- **WHAT THE TASK ASKS**:
Reproduce word for word the lines of the records below, beginning at the line that contains "Target: white storage tank" and stopping after the line that contains "column 681, row 486".

::: TASK INPUT

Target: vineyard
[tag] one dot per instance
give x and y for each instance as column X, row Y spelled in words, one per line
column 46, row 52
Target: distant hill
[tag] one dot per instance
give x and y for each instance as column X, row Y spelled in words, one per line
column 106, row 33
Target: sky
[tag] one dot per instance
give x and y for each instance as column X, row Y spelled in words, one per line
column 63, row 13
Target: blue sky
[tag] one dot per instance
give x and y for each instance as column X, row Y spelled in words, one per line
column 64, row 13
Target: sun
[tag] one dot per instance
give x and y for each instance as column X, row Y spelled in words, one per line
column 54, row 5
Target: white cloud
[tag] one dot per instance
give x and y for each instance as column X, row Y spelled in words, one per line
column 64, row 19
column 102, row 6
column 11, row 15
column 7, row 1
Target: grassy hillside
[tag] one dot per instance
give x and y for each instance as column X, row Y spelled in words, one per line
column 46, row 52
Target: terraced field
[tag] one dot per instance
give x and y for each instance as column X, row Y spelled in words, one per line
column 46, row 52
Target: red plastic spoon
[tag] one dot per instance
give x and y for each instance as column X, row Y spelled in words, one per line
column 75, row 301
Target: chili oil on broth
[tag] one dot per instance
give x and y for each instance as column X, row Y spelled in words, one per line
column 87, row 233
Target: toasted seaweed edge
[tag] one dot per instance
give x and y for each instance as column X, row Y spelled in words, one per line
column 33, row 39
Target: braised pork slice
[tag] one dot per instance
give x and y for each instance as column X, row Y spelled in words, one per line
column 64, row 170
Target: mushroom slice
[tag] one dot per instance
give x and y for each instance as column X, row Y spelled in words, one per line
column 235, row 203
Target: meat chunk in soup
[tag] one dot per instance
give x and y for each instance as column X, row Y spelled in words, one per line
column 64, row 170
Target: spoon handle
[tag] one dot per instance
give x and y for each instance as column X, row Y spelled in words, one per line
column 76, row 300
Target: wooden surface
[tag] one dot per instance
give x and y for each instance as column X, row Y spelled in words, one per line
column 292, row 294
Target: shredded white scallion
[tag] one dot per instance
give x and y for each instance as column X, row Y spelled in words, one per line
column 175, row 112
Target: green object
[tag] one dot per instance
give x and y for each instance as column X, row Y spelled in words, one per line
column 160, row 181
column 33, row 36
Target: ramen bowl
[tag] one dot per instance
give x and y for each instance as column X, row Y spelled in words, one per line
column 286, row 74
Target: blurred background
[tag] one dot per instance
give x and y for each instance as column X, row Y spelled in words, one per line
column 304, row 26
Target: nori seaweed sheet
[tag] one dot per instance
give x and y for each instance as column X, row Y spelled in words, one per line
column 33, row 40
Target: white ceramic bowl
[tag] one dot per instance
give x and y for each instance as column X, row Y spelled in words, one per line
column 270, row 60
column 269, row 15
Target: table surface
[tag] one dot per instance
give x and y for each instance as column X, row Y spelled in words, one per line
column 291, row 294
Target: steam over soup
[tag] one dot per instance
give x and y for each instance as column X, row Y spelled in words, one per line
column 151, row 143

::::::
::: TASK INPUT

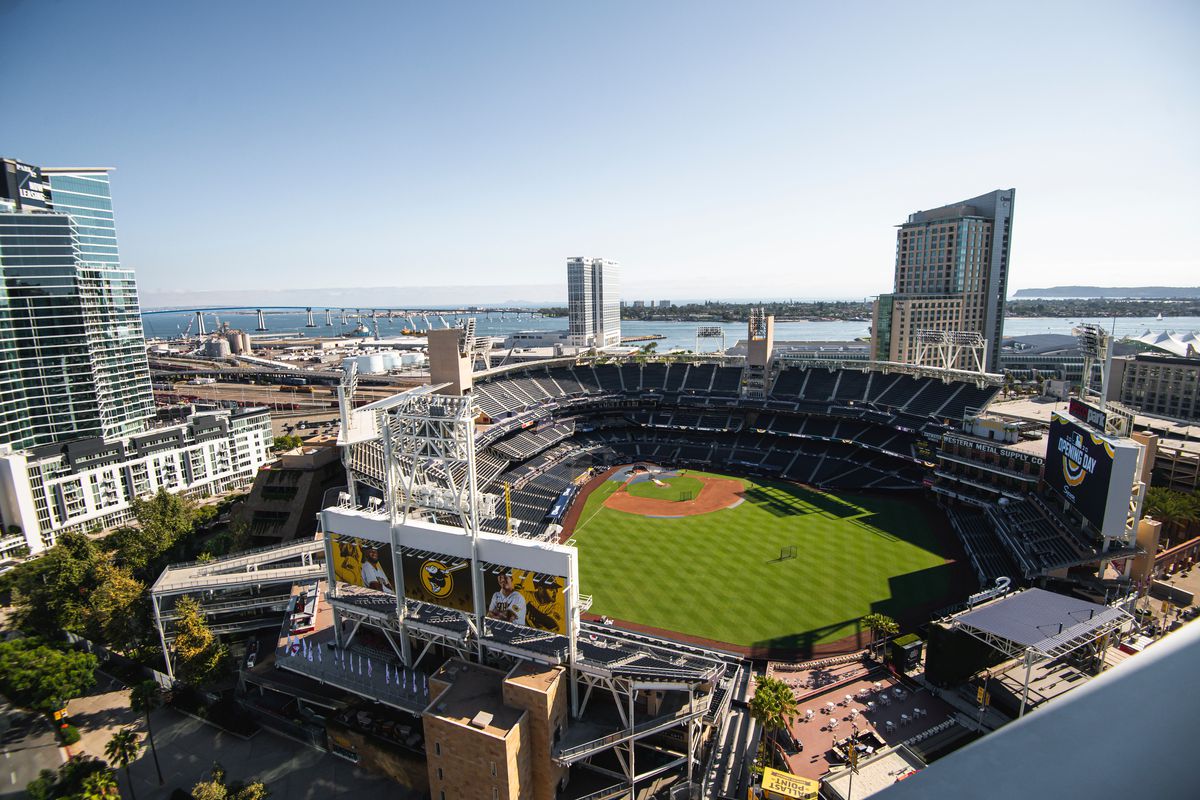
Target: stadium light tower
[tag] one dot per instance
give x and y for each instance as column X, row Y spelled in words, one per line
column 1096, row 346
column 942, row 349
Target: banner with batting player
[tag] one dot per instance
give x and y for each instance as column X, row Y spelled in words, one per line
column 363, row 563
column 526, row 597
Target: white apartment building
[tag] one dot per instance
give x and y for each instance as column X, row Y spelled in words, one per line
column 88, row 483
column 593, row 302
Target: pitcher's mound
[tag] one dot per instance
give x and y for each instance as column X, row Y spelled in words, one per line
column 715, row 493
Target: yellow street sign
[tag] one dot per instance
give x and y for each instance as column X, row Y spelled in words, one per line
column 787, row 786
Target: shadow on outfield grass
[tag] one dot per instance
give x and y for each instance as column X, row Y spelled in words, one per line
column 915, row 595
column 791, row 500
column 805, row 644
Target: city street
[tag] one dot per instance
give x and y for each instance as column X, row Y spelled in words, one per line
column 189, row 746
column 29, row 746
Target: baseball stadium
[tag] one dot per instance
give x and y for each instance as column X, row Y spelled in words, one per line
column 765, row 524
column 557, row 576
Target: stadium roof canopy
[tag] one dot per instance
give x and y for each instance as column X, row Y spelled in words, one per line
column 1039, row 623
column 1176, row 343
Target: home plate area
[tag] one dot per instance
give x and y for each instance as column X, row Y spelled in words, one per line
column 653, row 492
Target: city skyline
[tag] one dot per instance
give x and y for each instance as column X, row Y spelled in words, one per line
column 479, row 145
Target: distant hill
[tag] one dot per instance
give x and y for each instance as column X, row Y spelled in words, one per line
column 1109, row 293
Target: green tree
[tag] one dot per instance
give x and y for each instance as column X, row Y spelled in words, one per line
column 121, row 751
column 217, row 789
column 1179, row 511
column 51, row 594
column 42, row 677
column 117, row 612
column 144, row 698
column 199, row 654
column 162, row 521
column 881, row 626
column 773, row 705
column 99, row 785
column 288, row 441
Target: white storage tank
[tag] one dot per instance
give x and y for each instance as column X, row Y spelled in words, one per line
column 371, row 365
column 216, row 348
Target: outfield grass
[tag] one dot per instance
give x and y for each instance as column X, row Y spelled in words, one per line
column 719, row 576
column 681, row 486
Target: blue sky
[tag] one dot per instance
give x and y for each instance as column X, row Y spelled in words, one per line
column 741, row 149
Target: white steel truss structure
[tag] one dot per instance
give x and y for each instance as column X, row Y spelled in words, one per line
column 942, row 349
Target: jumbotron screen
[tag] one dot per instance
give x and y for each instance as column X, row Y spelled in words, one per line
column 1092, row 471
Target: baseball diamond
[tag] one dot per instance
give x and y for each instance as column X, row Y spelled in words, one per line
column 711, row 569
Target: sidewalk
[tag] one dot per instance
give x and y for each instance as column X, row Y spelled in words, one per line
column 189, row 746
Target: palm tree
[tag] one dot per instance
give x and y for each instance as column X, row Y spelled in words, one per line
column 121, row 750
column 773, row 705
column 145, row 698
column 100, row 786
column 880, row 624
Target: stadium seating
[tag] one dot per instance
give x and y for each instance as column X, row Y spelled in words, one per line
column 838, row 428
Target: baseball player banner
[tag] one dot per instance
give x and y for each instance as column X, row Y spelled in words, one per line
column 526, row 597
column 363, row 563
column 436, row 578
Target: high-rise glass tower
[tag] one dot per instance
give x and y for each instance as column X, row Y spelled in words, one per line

::::::

- **SOLUTION BELOW**:
Target: white storage tank
[tag] one dot per instance
give x and y for each instance as column X, row Y spelled in words, one per line
column 371, row 365
column 216, row 348
Target: outfield grass
[tag] one dot per instance
give x and y for each instance as column X, row Y spelled in words, one per line
column 719, row 576
column 681, row 486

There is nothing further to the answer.